▼

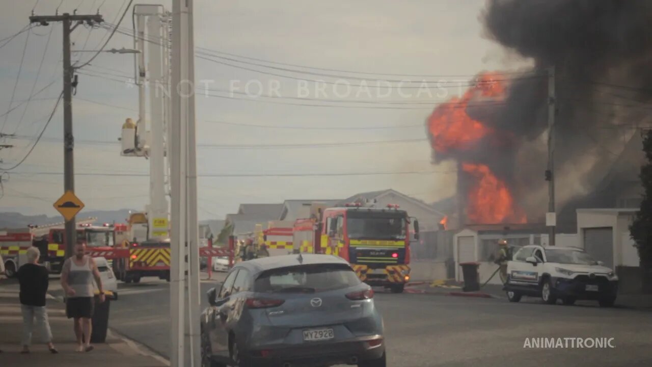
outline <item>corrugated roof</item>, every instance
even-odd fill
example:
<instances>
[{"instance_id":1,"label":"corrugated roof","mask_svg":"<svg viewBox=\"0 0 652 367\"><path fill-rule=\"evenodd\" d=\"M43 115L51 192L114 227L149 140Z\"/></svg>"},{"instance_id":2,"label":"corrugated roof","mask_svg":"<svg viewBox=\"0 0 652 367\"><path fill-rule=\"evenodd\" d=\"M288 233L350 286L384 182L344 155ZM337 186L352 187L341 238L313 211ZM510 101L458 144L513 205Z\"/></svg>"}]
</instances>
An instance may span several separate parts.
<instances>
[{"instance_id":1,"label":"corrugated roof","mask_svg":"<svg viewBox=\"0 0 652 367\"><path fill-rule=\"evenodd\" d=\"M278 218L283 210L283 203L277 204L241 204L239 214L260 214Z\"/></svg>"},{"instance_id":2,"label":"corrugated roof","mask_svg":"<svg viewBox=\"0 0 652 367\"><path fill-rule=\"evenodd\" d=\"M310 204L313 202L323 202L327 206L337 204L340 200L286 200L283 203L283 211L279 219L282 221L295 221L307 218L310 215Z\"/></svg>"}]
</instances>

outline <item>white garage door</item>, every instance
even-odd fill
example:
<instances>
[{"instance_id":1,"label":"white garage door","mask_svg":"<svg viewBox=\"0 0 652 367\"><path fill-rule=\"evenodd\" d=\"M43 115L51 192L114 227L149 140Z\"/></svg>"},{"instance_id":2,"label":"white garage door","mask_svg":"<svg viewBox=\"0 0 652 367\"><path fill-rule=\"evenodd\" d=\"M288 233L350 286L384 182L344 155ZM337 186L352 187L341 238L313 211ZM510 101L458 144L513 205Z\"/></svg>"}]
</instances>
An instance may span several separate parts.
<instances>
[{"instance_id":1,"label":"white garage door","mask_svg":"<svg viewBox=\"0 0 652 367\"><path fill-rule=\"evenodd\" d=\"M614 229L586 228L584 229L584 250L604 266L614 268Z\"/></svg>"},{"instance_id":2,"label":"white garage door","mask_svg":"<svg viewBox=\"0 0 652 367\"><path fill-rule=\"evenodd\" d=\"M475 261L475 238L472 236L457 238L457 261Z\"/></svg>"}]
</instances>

▲
▼

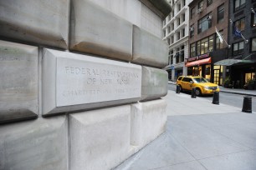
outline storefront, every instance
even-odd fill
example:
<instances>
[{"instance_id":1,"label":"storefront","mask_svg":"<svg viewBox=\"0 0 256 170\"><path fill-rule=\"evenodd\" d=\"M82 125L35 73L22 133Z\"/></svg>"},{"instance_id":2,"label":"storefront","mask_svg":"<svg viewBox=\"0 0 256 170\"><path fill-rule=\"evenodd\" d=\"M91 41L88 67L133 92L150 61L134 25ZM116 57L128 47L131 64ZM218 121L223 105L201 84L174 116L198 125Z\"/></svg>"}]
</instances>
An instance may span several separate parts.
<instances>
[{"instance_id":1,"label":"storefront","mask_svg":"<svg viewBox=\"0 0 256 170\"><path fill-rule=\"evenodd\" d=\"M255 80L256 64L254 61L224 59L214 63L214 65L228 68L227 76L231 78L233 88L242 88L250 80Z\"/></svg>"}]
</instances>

▲
▼

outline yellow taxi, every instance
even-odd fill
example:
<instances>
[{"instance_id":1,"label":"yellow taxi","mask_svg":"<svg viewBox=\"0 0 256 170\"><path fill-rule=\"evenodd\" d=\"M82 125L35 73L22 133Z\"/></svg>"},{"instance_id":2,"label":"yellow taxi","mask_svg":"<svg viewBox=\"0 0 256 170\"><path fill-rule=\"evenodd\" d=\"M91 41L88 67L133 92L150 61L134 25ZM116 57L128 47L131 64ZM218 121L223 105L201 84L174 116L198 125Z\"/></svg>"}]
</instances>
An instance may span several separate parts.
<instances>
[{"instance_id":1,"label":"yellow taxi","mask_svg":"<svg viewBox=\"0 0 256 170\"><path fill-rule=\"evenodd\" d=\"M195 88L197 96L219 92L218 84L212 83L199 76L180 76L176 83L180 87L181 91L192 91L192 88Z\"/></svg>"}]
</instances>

▲

# PROBLEM TO WORK ON
How many lines of the material above contain the string "garage"? Case counts, and the reply should be the number alone.

# RESPONSE TO THIS TASK
3